• GIVEN DATA:
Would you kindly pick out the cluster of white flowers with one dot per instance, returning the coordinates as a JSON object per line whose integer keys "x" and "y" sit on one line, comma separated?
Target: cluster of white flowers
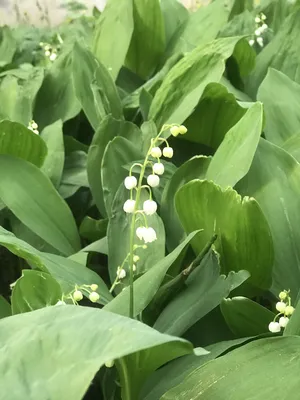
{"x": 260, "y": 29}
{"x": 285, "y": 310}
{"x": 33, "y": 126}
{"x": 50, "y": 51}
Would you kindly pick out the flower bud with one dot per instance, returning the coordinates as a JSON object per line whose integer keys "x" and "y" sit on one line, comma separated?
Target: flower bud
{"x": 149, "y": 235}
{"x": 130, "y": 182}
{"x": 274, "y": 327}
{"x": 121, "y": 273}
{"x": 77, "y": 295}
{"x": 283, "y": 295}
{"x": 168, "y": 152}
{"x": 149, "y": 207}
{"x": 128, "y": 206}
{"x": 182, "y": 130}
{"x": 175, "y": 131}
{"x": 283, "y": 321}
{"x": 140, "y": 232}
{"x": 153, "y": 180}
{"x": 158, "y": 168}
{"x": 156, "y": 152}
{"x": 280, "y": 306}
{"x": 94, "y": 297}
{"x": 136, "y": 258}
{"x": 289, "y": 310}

* * *

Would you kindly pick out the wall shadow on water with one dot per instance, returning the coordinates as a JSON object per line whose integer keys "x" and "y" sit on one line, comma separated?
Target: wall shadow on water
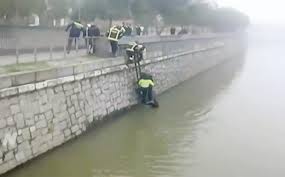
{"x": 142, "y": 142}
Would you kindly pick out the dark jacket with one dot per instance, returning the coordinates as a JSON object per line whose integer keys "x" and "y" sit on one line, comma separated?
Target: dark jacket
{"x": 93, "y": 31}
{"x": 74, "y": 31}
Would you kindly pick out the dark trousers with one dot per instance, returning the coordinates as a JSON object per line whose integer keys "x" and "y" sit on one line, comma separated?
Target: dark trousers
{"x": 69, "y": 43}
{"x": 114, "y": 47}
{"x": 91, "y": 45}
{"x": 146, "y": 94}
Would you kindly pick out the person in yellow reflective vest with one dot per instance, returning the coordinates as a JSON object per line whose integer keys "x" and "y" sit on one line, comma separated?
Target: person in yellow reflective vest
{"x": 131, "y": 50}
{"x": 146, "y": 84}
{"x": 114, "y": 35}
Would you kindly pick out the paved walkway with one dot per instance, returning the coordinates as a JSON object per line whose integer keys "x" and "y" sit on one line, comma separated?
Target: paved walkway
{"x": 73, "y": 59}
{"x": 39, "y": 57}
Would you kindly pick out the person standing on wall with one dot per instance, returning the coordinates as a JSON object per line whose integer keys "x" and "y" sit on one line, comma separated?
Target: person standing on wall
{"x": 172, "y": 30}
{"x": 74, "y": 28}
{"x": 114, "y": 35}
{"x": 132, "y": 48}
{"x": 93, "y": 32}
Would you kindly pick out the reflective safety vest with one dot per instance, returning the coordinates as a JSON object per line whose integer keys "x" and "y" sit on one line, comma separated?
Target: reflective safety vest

---

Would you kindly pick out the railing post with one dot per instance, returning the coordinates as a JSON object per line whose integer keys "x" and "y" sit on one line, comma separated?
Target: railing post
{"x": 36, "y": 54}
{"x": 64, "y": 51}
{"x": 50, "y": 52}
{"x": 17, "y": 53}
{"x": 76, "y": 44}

• EXERCISE BRIEF: Lay out the data from the line containing "Would you kindly pick out the person standing" through the line containing "Target: reflective safety vest" as a Markdown table with two columns, Row for the line number and Entry for the line itself, omitting any blank lines.

• RESULT BELOW:
| Row | Entry |
|---|---|
| 1 | Would you kindly pick out the person standing on wall with one dot per instance, returning the coordinates as a JSON object per line whose integer keys "x" and "y" sit on one line, comma separated? |
| 2 | Target: person standing on wall |
| 3 | {"x": 172, "y": 30} |
| 4 | {"x": 74, "y": 28} |
| 5 | {"x": 114, "y": 35} |
| 6 | {"x": 132, "y": 48} |
| 7 | {"x": 93, "y": 32} |
| 8 | Would you kindly pick out the reflective safety vest with one dot per instance, returning the coordinates as a JSON object per line whose integer keys "x" and "y" sit on one line, comma separated? |
| 9 | Target: reflective safety vest |